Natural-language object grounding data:

______________________________

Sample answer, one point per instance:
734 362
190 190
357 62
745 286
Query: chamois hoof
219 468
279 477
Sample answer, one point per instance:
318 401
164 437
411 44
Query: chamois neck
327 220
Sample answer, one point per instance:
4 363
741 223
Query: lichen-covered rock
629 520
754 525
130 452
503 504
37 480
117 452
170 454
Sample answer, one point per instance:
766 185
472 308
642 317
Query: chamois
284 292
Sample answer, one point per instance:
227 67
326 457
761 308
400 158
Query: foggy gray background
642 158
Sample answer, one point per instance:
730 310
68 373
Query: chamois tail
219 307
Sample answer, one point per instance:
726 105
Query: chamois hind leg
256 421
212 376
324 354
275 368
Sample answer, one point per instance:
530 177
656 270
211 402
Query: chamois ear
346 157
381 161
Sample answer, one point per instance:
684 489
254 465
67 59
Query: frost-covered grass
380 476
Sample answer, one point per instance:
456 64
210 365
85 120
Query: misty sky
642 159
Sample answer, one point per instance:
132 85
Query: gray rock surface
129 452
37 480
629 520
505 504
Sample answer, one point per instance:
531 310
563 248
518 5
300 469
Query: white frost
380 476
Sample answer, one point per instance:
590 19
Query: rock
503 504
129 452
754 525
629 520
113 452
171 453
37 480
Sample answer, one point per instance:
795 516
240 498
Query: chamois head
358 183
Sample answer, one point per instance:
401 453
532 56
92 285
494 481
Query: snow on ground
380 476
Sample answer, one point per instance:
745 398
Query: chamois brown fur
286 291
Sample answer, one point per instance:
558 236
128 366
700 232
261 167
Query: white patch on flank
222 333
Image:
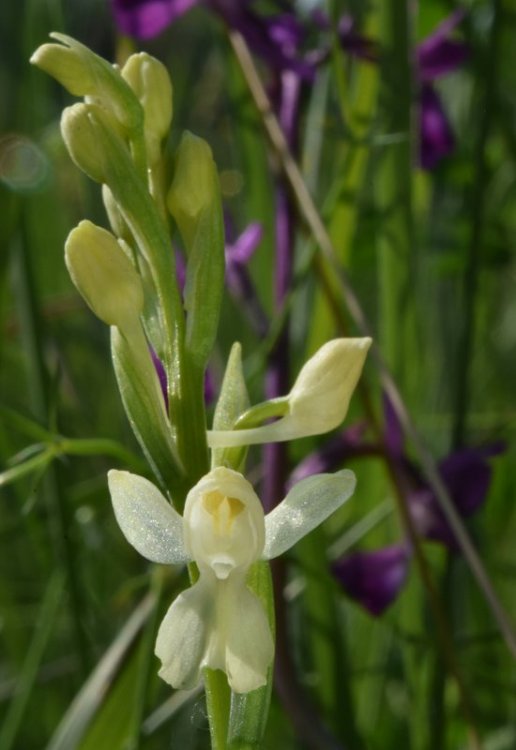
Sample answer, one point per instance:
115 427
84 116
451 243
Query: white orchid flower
218 622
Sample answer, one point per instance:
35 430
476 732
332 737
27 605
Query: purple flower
275 38
333 452
374 579
467 475
436 136
144 19
437 56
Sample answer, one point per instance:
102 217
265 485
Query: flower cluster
163 328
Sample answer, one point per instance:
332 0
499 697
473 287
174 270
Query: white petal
147 520
310 502
249 644
183 636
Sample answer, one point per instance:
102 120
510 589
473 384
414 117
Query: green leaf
195 203
145 409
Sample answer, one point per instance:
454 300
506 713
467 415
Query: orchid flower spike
218 622
317 402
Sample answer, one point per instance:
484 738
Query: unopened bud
83 73
150 81
88 135
194 186
104 275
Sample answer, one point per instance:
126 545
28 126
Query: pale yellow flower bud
83 73
194 186
83 140
104 275
150 81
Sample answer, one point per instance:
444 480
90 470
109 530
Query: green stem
488 77
218 702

______________________________

**Prompt**: Please output the records exactly, leaving the pictures out.

**Response**:
Sample answer, one point per instance:
734 362
190 190
357 62
745 286
Query: chamois hoof
219 468
279 477
Sample answer, one point per instance:
318 401
164 437
411 44
Query: chamois neck
327 220
Sample answer, one point per instance:
4 363
741 223
Query: lichen-covered rock
629 520
754 525
130 452
503 504
37 480
117 452
170 454
Sample answer, one point per instance:
766 185
472 308
642 317
Query: chamois
284 292
Sample answer, one point per instance:
227 67
326 457
761 308
400 158
Query: foggy gray background
642 158
Sample answer, one point per instance:
730 310
68 373
Query: chamois tail
219 307
Sample answer, one point per instance:
726 105
Query: chamois hind leg
256 421
212 376
324 354
275 368
Sample answer, one point per instance:
530 177
656 270
211 402
Query: chamois ear
346 157
381 161
Sample answer, one point per instance:
684 489
254 465
67 59
Query: frost-covered grass
380 476
Sample answer, one point per instance:
456 64
210 365
85 120
Query: misty sky
642 159
Sample answer, one point per instance:
132 85
Query: gray rock surface
129 452
37 480
629 520
505 504
Sample answer, one point per instance:
531 310
563 248
518 5
300 469
Query: white frost
380 476
Sample answer, one point per instance:
590 19
Query: rock
503 504
129 452
754 525
629 520
113 452
171 453
37 480
Sample answer, one point per instance:
795 516
240 498
Query: chamois head
358 183
Sample answer, one point per instance:
401 453
532 56
92 285
494 481
Query: snow on ground
380 476
Sample answer, one point per instance:
745 398
Query: chamois brown fur
286 291
Sample answer, one point per instance:
558 236
128 366
700 232
261 167
Query: white patch on flank
222 333
Image:
Sample answer, one point per instance:
115 427
84 116
451 243
Query: white orchid flower
218 622
Sample answer, one point per instance:
35 430
476 732
332 737
27 605
Query: purple flower
275 38
333 452
374 579
467 475
436 136
144 19
437 56
Sample answer, one point per instance:
102 217
265 485
Query: flower cluster
163 328
Sample answer, one point per instance:
332 0
499 697
473 287
174 270
Query: white petal
147 520
310 502
249 644
183 636
Sample answer, one point per instance:
102 120
510 589
473 384
414 117
Query: green leaf
195 203
145 409
Sample answer, one point per instance:
454 300
506 713
467 415
Query: orchid flower spike
218 622
317 402
Sample answer, one point per instance:
484 738
Query: unopened bud
83 73
150 81
88 135
194 186
104 275
Sample answer, one point per instance:
126 545
28 126
Query: pale yellow flower bud
83 73
194 186
83 140
104 275
150 81
Sample answer, one point per instance:
444 480
90 470
109 530
Query: green stem
488 77
218 702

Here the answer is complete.